* Document extract:
The project was not the only shift for the organization connected with the events of the past few months. The other is the departure of its executive director, Cathryn Davis, who for the past five years has overseen the growth of the organization.
According to Kate Nevin, founder and chair of the board of Enough Pie, such a shift was always in the long view and has been an ongoing goal of Davis and the board since she was hired.
“The ideal leader for a nonprofit like Enough Pie, that's so geographically tied to one small community ... is that a leader ... should eventually hopefully rise out of that community,” she said, of the North Central organization.
In light of the past few months, both in terms of the pandemic and the increased call for more inclusivity in the arts, Nevin said Davis felt it was the right time to do so, identifying some people who have been partners with whom they have worked for a long time. “You can't allow leaders to rise if the top people don't step aside, it really takes that moment of stepping down to create the space.”

* What you will do:
1. Set down, word for word, the portion of the Enough Pie passage starting at "The project was" and ending at "she was hired.".
2. List every job title or position that the Enough Pie passage gives to a named person.
3. Using the Enough Pie passage, state whether each statement agrees with it. Support each answer with the deciding words of the passage.
(a) Davis has overseen the organization's growth for the past five years.
(b) Nevin said the leadership shift came as a surprise to the board.
(c) Enough Pie is described as a South Side organization.

* Source data:

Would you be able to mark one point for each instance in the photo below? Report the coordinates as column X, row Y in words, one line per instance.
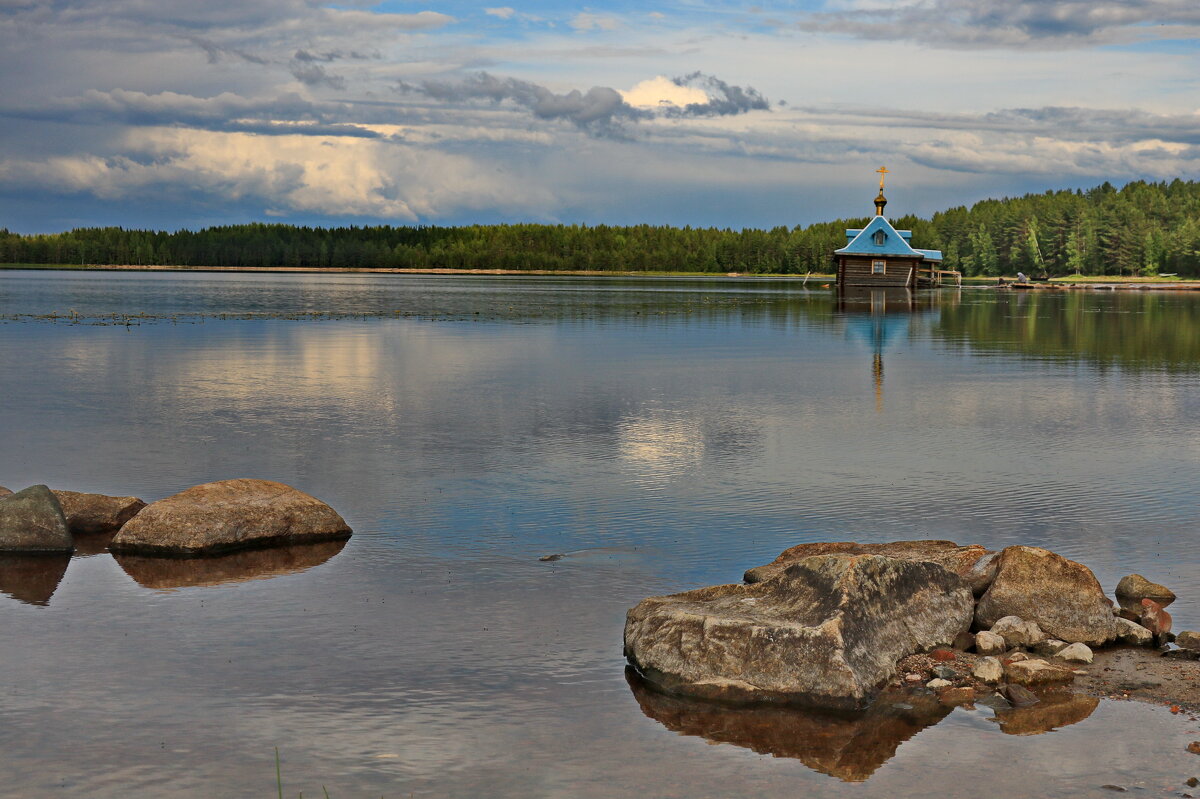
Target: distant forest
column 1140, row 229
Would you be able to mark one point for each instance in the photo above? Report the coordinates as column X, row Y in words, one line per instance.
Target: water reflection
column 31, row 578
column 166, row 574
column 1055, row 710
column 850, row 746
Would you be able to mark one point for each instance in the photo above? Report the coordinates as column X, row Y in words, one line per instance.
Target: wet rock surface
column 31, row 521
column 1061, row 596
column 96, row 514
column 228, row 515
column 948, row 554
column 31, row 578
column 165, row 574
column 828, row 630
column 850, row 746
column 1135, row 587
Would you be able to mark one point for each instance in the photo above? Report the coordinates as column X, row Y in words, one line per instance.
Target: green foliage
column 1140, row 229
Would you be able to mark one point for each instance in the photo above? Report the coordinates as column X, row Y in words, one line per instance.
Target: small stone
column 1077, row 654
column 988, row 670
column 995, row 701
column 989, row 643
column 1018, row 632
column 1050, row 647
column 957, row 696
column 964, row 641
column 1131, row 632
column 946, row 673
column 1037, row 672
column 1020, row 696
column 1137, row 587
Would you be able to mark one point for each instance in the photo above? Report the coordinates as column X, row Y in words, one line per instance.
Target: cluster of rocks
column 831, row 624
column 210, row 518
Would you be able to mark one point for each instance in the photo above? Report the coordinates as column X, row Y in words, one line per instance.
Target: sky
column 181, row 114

---

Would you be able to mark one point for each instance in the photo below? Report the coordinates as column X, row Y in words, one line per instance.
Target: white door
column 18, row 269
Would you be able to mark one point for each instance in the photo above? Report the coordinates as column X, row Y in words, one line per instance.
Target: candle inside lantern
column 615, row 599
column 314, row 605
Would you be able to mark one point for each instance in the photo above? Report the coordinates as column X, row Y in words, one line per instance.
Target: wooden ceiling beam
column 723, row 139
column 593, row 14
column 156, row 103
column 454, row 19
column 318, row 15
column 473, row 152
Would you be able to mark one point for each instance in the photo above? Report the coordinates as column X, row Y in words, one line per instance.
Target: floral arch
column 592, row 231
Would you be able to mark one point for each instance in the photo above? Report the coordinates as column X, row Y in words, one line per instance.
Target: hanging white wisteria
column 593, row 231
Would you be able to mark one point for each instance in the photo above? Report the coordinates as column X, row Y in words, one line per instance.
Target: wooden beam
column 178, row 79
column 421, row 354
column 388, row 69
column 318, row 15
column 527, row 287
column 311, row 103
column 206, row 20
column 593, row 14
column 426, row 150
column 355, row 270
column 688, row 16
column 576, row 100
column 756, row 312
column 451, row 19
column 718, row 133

==

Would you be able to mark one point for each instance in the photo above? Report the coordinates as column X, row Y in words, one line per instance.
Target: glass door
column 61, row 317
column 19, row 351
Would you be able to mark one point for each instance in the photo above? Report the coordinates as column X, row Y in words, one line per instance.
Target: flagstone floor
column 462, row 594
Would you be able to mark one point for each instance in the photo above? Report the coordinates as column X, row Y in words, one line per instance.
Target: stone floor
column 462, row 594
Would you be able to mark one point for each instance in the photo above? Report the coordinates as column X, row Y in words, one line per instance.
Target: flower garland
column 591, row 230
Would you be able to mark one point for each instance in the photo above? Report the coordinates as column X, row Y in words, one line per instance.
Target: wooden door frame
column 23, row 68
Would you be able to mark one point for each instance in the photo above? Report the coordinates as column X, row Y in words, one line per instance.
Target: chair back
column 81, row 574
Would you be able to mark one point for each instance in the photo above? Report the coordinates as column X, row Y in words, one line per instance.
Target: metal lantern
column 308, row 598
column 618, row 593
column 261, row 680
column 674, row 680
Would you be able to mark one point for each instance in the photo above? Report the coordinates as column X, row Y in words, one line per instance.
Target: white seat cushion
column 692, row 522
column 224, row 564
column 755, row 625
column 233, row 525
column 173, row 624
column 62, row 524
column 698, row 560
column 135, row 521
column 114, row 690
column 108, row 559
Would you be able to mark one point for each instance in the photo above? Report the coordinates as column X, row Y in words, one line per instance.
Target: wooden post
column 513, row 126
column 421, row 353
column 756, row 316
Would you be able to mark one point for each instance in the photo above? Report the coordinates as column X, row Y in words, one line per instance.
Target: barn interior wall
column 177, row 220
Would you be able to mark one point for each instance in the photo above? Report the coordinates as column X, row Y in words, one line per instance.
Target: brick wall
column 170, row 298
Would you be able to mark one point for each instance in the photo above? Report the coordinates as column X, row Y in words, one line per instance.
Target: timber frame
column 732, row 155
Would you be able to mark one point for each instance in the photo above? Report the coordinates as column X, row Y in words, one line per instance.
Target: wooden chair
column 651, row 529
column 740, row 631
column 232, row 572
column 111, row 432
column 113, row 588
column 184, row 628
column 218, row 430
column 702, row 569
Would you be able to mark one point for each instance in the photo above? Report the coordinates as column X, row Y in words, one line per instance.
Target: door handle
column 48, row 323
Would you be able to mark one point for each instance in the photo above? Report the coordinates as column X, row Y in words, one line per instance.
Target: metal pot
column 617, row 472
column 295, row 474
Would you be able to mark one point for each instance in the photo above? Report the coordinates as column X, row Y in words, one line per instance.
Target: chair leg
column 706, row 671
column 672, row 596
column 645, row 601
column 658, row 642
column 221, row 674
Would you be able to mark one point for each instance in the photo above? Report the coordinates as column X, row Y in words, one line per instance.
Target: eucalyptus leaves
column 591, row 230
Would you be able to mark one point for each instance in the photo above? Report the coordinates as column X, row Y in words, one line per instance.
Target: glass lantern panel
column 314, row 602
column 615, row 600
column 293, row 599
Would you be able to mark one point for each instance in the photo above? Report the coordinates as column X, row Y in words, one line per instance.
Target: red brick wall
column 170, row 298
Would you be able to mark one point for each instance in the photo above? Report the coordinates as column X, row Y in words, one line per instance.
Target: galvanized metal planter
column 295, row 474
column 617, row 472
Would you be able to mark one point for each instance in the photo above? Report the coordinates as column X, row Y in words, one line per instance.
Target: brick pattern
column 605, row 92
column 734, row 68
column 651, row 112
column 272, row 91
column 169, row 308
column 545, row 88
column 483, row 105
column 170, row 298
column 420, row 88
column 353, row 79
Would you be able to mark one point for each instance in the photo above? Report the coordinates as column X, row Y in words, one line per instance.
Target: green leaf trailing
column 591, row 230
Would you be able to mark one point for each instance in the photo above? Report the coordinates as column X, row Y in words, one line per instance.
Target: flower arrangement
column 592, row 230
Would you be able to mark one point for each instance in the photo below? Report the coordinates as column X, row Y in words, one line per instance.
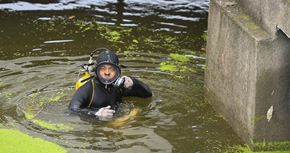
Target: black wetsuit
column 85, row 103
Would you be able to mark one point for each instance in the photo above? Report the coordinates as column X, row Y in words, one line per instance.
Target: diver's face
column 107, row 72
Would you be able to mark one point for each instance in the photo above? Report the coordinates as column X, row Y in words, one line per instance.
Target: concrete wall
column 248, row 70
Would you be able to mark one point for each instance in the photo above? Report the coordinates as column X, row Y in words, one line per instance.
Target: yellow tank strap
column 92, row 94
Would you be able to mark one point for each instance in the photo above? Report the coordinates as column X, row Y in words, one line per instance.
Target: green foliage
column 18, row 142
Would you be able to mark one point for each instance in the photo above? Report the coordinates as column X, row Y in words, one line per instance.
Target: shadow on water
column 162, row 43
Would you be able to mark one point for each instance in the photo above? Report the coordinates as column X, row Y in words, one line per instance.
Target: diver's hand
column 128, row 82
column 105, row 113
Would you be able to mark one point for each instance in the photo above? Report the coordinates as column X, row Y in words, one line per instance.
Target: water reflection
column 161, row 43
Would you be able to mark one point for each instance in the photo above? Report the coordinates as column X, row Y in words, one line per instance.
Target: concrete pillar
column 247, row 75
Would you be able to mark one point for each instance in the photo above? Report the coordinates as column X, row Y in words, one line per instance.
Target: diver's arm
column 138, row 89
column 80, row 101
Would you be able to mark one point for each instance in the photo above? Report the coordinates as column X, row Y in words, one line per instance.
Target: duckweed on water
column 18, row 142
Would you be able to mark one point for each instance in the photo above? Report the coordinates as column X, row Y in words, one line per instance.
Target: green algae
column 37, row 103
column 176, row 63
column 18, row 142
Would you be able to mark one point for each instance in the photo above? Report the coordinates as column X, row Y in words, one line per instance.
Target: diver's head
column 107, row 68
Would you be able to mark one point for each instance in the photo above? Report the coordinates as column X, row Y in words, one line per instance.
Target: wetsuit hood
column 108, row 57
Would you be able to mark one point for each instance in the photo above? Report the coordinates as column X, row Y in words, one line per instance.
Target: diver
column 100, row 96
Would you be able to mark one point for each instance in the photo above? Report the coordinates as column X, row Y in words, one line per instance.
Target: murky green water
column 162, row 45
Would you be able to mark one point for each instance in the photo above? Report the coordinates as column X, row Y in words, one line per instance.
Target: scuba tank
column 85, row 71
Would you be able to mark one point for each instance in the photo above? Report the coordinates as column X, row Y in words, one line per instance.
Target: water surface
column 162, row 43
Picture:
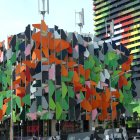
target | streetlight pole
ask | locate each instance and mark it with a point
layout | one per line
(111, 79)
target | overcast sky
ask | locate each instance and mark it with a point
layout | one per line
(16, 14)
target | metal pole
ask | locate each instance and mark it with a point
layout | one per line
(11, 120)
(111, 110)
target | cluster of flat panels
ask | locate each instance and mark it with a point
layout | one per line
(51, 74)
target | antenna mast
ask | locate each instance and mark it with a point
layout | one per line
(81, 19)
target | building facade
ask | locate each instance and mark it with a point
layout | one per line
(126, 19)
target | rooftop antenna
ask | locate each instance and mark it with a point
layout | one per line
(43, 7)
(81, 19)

* Exercise responses:
1.
The project was not the only shift for the organization connected with the events of the past few months. The other is the departure of its executive director, Cathryn Davis, who for the past five years has overseen the growth of the organization.
According to Kate Nevin, founder and chair of the board of Enough Pie, such a shift was always in the long view and has been an ongoing goal of Davis and the board since she was hired.

2.
- Executive director (Cathryn Davis)
- Founder (Kate Nevin)
- Chair of the board (Kate Nevin)

3.
(a) Yes: "who for the past five years has overseen the growth of the organization."
(b) No: "such a shift was always in the long view and has been an ongoing goal of Davis and the board since she was hired."
(c) No: "of the North Central organization."